Segment Start: DATA SHOWN

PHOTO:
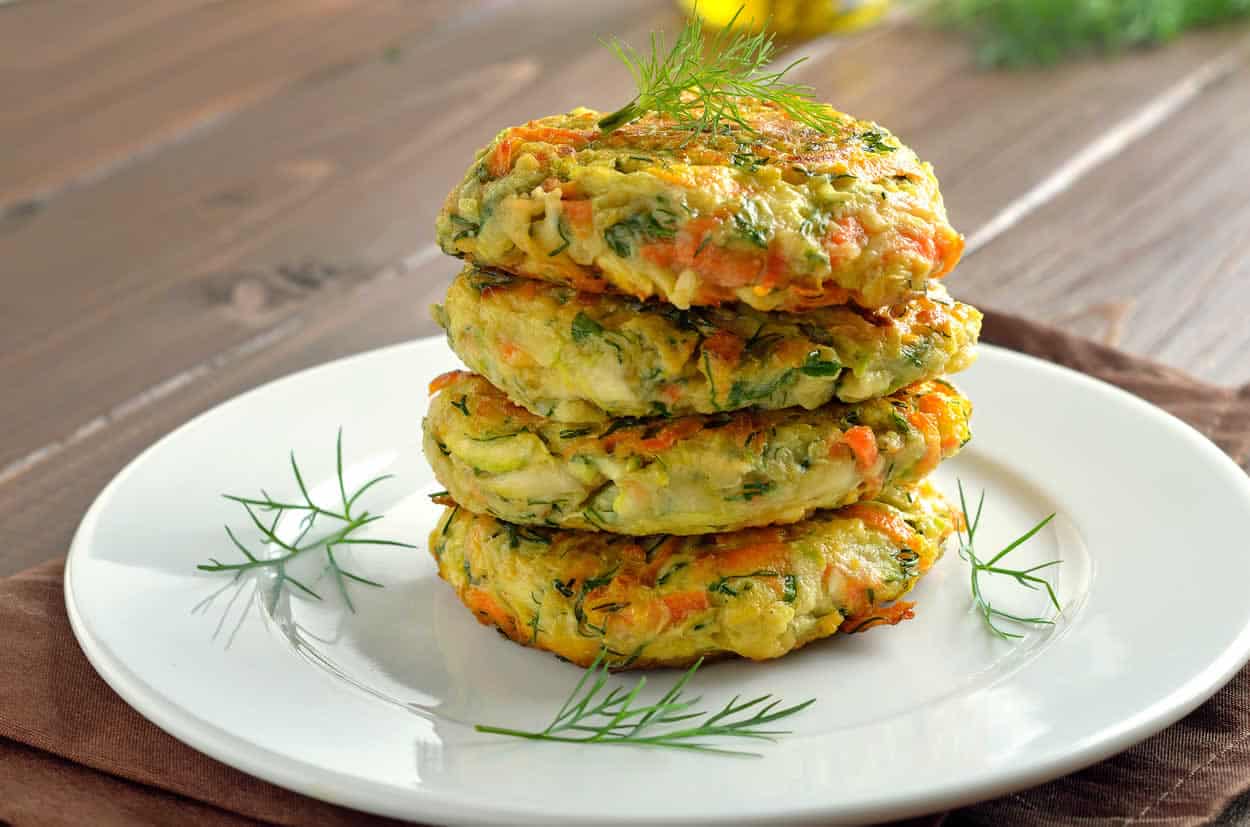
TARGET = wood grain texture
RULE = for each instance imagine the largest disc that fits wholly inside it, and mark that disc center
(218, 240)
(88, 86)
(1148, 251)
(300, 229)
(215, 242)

Segment End: DATA SHOWN

WORK TO COMPLETE - Print the material word for word without images.

ANSWER TO THE EXERCISE -
PHOTO:
TARGET = wood grain texture
RULE = for each instance imagine the largest disc that fits wholly inside it, and mark that disc center
(218, 240)
(88, 86)
(1148, 251)
(300, 229)
(215, 242)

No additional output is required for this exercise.